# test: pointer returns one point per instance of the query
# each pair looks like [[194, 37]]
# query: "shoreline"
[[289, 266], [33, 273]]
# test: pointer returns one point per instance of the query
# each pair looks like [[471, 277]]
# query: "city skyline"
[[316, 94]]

→ **OBJECTIVE**
Reproduce the full listing above verbatim, keeping every line in its original order.

→ **EXERCISE SOLUTION**
# test: pointer returns one point per instance of the query
# each pair looks like [[194, 37]]
# query: "shoreline"
[[289, 266], [33, 273]]
# test: pointer returns one point per instance of the query
# each pair looks like [[471, 277]]
# query: "city skyline"
[[316, 94]]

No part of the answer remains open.